[The input Boundary: Start]

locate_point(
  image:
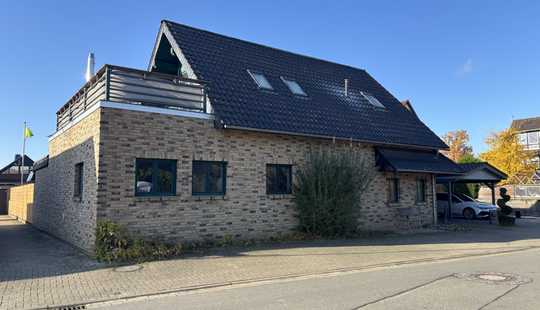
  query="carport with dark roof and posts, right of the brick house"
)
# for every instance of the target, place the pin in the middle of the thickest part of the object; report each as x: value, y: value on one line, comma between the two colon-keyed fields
x: 479, y: 173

[The input Boundary: End]

* Aim of the task:
Images must not appear; print each record precisely as it reads.

* Task answer:
locate_point(
  image:
  query="carport with dark roof and posts, right of the brick house"
)
# for every instance of the target, place the pin in the middle of the thickest part of the object; report each as x: value, y: value on one line, comma between the two colon-keyed fields
x: 479, y: 173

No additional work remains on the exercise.